=== Begin Enclosure ===

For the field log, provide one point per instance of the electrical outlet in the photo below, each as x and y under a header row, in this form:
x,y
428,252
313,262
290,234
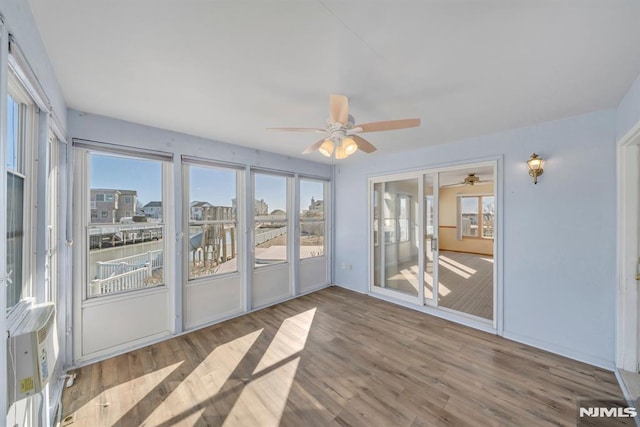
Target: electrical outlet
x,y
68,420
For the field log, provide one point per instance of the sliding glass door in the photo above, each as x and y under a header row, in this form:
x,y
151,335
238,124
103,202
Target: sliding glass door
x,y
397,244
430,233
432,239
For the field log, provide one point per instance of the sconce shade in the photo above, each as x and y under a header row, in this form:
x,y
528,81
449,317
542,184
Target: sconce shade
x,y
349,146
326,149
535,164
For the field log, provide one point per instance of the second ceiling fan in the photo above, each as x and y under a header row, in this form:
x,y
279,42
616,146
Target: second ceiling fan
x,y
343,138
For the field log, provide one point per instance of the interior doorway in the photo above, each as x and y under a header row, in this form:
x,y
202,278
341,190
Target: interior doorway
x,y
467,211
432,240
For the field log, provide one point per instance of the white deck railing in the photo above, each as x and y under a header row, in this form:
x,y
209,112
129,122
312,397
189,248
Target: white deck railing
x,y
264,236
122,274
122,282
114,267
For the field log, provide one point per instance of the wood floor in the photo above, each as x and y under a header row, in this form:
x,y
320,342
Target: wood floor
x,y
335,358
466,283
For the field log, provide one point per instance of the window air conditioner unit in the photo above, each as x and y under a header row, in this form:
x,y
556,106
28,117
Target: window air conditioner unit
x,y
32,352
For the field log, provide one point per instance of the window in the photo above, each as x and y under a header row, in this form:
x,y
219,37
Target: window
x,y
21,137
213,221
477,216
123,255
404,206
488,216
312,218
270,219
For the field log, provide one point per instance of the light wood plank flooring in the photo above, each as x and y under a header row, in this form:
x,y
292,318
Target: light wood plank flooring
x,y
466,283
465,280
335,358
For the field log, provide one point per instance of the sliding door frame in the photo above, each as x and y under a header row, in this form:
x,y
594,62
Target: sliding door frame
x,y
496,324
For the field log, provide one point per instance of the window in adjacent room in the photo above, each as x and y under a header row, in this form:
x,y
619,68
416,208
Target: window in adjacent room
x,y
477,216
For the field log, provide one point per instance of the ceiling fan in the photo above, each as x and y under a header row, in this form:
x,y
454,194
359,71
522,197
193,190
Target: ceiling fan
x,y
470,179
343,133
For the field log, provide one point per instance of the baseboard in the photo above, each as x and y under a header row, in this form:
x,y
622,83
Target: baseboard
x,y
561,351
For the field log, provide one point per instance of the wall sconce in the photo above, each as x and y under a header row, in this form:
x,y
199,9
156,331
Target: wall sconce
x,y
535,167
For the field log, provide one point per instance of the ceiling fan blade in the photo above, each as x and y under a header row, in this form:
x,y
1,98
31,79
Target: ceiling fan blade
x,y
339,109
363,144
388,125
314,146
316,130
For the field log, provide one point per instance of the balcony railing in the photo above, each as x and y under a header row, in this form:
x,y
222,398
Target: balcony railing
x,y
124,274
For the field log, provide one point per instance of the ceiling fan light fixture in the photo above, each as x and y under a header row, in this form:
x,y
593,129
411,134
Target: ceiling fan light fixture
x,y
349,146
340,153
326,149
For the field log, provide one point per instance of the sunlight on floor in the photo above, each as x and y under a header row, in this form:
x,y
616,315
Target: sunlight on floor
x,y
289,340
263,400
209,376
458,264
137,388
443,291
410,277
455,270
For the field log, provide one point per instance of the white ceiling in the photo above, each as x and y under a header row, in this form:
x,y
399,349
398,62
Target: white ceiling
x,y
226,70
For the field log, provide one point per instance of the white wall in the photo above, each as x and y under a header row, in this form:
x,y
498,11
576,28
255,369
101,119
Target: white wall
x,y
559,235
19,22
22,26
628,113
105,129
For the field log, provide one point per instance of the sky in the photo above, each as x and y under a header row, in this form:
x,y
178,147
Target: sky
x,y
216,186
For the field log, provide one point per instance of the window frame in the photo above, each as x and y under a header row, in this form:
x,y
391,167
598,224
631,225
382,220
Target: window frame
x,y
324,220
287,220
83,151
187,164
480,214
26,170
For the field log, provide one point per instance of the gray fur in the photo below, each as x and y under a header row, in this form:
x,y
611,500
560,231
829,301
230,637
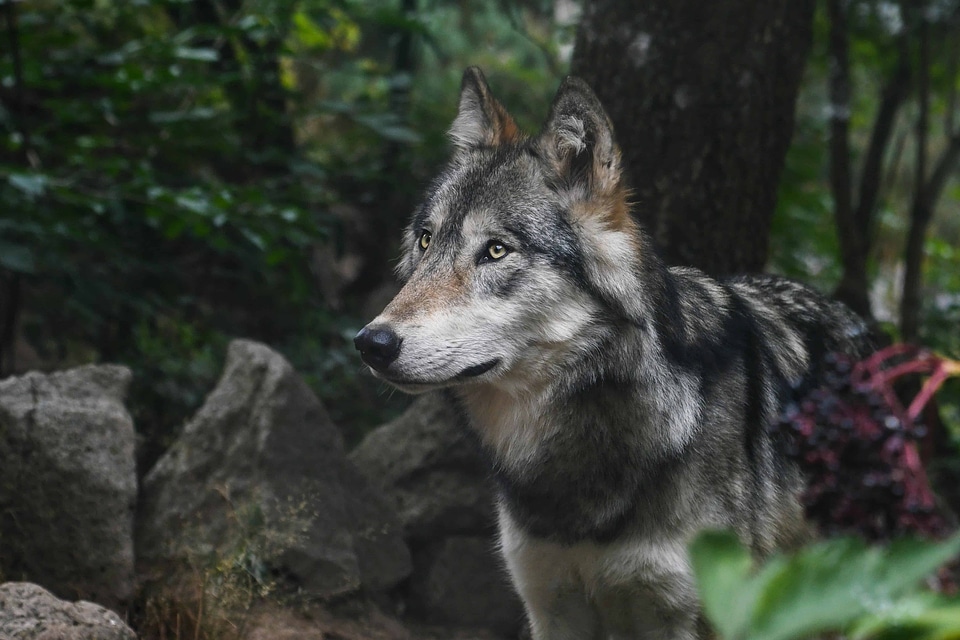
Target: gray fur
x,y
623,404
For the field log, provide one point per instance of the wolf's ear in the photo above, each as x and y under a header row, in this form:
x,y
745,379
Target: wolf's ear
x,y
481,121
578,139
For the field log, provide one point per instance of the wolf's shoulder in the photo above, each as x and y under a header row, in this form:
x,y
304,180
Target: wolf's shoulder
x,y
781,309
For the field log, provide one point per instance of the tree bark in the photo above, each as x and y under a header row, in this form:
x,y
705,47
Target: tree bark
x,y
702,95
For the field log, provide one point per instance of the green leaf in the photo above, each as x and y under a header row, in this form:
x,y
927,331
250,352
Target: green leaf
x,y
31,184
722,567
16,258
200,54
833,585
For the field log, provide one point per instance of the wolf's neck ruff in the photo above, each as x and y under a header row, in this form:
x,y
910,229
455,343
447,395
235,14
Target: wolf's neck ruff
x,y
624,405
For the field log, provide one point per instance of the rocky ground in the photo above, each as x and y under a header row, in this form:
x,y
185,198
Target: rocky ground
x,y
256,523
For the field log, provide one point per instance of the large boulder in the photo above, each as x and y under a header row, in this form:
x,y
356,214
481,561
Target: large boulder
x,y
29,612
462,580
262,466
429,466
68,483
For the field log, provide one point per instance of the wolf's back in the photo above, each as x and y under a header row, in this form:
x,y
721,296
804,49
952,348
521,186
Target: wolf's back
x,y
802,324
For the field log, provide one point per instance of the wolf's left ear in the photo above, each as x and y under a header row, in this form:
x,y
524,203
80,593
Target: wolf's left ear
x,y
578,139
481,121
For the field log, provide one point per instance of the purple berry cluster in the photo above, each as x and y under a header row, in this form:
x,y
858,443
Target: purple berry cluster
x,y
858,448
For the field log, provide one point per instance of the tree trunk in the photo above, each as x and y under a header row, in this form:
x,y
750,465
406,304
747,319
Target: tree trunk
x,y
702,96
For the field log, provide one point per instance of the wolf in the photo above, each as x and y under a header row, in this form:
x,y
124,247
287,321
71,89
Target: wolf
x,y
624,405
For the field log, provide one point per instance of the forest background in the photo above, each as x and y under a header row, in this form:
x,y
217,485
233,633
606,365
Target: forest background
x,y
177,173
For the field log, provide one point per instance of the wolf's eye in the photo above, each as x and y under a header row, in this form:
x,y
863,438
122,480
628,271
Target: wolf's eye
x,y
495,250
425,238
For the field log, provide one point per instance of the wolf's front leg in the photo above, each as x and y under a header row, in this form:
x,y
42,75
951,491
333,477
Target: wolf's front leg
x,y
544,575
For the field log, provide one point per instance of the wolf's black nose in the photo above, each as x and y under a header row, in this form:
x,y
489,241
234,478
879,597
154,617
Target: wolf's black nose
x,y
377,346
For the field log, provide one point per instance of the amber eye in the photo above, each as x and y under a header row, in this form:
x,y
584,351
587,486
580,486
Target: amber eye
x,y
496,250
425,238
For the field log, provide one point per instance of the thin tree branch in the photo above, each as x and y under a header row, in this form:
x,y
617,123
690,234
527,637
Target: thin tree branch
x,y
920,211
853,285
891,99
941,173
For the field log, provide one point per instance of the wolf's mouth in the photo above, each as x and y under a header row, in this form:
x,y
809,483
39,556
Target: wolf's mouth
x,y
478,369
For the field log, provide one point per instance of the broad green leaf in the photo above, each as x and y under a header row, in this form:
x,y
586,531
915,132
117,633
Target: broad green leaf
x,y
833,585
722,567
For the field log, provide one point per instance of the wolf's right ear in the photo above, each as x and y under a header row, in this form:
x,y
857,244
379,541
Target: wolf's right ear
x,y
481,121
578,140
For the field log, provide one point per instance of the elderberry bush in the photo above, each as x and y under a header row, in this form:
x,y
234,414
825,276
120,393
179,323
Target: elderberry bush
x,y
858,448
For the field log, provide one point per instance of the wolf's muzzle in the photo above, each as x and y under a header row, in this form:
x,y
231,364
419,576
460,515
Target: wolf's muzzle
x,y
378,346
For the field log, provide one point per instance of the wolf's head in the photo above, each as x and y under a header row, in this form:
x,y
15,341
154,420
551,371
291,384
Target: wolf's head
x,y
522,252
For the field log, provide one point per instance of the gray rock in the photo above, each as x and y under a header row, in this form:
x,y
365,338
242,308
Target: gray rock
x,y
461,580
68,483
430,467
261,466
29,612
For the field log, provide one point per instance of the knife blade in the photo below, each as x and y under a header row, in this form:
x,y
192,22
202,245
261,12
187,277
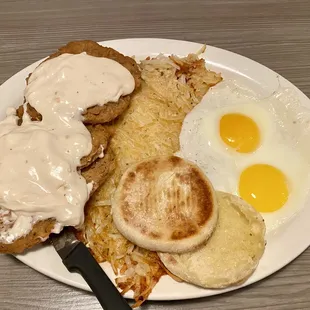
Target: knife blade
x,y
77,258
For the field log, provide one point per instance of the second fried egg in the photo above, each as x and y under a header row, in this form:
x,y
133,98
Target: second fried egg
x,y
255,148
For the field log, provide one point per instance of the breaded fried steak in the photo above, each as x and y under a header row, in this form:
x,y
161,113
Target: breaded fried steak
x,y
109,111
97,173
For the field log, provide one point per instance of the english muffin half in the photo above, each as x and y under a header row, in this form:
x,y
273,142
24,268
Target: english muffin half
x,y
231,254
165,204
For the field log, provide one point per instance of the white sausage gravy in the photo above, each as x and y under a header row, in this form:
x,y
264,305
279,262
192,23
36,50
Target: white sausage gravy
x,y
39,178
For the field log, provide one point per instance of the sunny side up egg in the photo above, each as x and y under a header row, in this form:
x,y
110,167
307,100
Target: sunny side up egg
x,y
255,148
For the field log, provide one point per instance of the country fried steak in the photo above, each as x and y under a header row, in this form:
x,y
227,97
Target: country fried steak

=== End Enclosure ===

Scan the records above and count the lines that contain "country". No text besides the count.

2